REQUEST:
Please rewrite the entries below, substituting "occurrence" for every occurrence of "instance" and leaving everything else unchanged.

Entries excerpted from a collection:

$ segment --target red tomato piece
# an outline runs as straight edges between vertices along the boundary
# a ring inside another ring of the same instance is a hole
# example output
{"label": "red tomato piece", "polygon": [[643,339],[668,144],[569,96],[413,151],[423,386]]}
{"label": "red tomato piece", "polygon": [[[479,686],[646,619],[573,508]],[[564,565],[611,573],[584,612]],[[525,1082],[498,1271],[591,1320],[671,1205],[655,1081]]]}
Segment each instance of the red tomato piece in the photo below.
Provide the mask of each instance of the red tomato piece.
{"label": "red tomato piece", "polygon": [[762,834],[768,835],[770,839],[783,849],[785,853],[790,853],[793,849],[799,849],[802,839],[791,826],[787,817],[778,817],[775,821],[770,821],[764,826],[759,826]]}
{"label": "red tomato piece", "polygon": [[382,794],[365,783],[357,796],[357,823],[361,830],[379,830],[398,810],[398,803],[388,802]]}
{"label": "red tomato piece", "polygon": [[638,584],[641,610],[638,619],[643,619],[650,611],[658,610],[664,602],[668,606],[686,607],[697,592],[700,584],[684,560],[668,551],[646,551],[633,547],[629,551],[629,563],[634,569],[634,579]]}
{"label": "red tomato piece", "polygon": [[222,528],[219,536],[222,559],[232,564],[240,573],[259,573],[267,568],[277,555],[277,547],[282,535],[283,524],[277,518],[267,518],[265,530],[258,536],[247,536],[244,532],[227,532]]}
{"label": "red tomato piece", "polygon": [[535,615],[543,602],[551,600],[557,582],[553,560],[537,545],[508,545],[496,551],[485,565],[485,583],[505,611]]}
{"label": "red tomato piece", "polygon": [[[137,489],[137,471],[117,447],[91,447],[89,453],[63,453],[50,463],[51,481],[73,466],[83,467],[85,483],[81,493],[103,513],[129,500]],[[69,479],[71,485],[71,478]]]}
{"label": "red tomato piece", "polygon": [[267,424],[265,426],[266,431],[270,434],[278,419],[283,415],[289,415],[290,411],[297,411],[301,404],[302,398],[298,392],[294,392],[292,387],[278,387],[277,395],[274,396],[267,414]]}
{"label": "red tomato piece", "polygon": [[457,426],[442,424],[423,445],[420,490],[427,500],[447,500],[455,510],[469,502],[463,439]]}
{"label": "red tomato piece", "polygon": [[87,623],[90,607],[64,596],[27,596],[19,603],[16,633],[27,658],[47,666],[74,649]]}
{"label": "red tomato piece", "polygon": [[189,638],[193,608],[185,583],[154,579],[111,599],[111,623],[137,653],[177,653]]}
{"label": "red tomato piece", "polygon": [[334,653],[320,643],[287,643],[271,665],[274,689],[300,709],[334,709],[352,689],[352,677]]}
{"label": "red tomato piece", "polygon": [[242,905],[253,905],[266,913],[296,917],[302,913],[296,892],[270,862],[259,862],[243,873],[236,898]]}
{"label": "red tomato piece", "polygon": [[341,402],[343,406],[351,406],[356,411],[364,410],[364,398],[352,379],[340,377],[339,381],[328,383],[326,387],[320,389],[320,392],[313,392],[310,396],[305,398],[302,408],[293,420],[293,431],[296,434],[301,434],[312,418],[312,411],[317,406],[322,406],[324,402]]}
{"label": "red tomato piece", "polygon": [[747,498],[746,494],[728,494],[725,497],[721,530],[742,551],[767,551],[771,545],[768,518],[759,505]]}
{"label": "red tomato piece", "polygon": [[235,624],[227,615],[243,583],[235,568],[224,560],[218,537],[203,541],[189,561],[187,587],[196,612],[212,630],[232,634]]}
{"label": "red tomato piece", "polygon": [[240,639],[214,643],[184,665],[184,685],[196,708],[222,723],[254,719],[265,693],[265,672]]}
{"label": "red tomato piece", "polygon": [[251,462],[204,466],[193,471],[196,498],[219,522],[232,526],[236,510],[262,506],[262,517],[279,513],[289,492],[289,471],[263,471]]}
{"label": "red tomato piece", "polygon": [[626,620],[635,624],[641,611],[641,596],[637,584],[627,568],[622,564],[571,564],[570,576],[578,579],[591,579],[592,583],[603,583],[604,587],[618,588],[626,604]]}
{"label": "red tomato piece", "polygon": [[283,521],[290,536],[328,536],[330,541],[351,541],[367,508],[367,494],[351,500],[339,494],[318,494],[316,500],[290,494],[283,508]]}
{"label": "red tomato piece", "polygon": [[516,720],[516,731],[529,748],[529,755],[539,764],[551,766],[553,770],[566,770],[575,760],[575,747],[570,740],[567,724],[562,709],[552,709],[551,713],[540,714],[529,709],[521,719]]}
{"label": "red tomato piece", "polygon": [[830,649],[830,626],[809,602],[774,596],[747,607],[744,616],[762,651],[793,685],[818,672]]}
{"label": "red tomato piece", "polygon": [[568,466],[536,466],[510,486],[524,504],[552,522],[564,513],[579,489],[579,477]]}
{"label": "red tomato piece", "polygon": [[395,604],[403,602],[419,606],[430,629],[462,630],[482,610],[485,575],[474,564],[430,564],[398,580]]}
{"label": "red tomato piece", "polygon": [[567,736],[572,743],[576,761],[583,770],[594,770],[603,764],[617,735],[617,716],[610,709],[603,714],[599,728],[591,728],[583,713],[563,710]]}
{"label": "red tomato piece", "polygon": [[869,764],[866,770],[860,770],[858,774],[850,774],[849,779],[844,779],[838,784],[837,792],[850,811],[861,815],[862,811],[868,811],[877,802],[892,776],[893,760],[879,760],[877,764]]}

TASK OUTPUT:
$ segment --target red tomato piece
# an outline runs as straight edges between vertices along the boundary
# a ring inside another ring of the same occurrence is a hole
# example output
{"label": "red tomato piece", "polygon": [[643,339],[668,144],[569,96],[413,151],[423,386]]}
{"label": "red tomato piece", "polygon": [[[479,686],[646,619],[573,508]],[[564,565],[611,573],[584,612]],[[525,1082],[498,1271],[591,1320],[671,1205],[655,1081]]]}
Segment each occurrence of the red tomato piece in the photo below.
Provide the mask of each occurrence of the red tomato piece.
{"label": "red tomato piece", "polygon": [[762,834],[768,835],[770,839],[783,849],[785,853],[790,853],[793,849],[799,849],[802,839],[791,826],[787,817],[778,817],[775,821],[770,821],[764,826],[759,826]]}
{"label": "red tomato piece", "polygon": [[382,794],[365,783],[357,796],[357,823],[361,830],[379,830],[398,810],[398,803],[388,802]]}
{"label": "red tomato piece", "polygon": [[638,584],[641,610],[638,619],[643,619],[650,611],[658,610],[664,602],[668,606],[686,607],[697,592],[700,584],[684,560],[668,551],[646,551],[633,547],[629,551],[629,563],[634,569],[634,579]]}
{"label": "red tomato piece", "polygon": [[222,528],[219,536],[222,559],[232,564],[240,573],[259,573],[267,568],[277,555],[277,547],[282,535],[283,524],[277,518],[267,518],[265,530],[258,536],[247,536],[244,532],[227,532]]}
{"label": "red tomato piece", "polygon": [[535,615],[543,602],[551,600],[557,582],[553,560],[537,545],[508,545],[496,551],[485,565],[485,583],[505,611]]}
{"label": "red tomato piece", "polygon": [[[137,489],[137,471],[117,447],[91,447],[89,453],[63,453],[50,463],[51,481],[73,466],[83,467],[85,483],[81,493],[103,513],[129,500]],[[69,479],[71,485],[71,478]]]}
{"label": "red tomato piece", "polygon": [[267,424],[265,426],[266,431],[270,434],[278,419],[283,415],[289,415],[290,411],[297,411],[301,404],[302,398],[298,392],[294,392],[292,387],[278,387],[277,395],[274,396],[267,414]]}
{"label": "red tomato piece", "polygon": [[457,426],[442,424],[423,445],[420,490],[427,500],[447,500],[455,510],[469,502],[463,439]]}
{"label": "red tomato piece", "polygon": [[87,623],[90,607],[64,596],[27,596],[19,603],[16,633],[27,658],[47,666],[74,649]]}
{"label": "red tomato piece", "polygon": [[189,638],[193,608],[185,583],[154,579],[111,599],[111,623],[137,653],[177,653]]}
{"label": "red tomato piece", "polygon": [[334,653],[320,643],[287,643],[271,665],[274,689],[300,709],[334,709],[352,689],[352,677]]}
{"label": "red tomato piece", "polygon": [[242,905],[253,905],[266,913],[296,917],[302,913],[296,892],[270,862],[259,862],[243,873],[236,898]]}
{"label": "red tomato piece", "polygon": [[341,402],[343,406],[351,406],[356,411],[364,410],[364,398],[352,379],[340,377],[339,381],[328,383],[326,387],[320,389],[320,392],[313,392],[310,396],[305,398],[302,408],[293,420],[293,431],[296,434],[301,434],[312,418],[312,411],[317,406],[322,406],[324,402]]}
{"label": "red tomato piece", "polygon": [[747,498],[746,494],[728,494],[725,497],[721,530],[742,551],[767,551],[771,545],[768,518],[759,505]]}
{"label": "red tomato piece", "polygon": [[235,624],[227,615],[243,583],[235,568],[224,560],[218,537],[203,541],[189,561],[187,587],[196,612],[212,630],[232,634]]}
{"label": "red tomato piece", "polygon": [[240,639],[214,643],[184,665],[184,685],[196,708],[222,723],[254,719],[265,693],[265,672]]}
{"label": "red tomato piece", "polygon": [[251,462],[204,466],[193,471],[196,498],[219,522],[232,526],[236,510],[262,506],[262,517],[279,513],[289,492],[289,471],[263,471]]}
{"label": "red tomato piece", "polygon": [[626,620],[635,624],[641,611],[641,596],[637,584],[627,568],[622,564],[571,564],[570,576],[578,579],[591,579],[592,583],[603,583],[604,587],[618,588],[626,604]]}
{"label": "red tomato piece", "polygon": [[283,521],[290,536],[328,536],[330,541],[351,541],[367,508],[367,494],[351,500],[339,494],[318,494],[316,500],[290,494],[283,508]]}
{"label": "red tomato piece", "polygon": [[516,720],[516,731],[529,748],[529,755],[539,764],[551,766],[553,770],[566,770],[575,760],[575,747],[570,740],[567,724],[562,709],[552,709],[551,713],[540,714],[529,709],[521,719]]}
{"label": "red tomato piece", "polygon": [[830,649],[830,626],[809,602],[774,596],[747,607],[744,616],[762,651],[793,685],[818,672]]}
{"label": "red tomato piece", "polygon": [[568,466],[536,466],[510,486],[524,504],[552,522],[564,513],[579,489],[579,477]]}
{"label": "red tomato piece", "polygon": [[395,604],[403,602],[419,606],[430,629],[462,630],[482,610],[485,575],[474,564],[430,564],[398,580]]}
{"label": "red tomato piece", "polygon": [[567,736],[572,743],[576,761],[583,770],[594,770],[603,764],[617,735],[617,716],[610,709],[603,714],[599,728],[591,728],[583,713],[563,710]]}
{"label": "red tomato piece", "polygon": [[869,764],[866,770],[860,770],[858,774],[850,774],[849,779],[844,779],[838,784],[837,792],[850,811],[861,815],[862,811],[868,811],[877,802],[892,776],[893,760],[879,760],[877,764]]}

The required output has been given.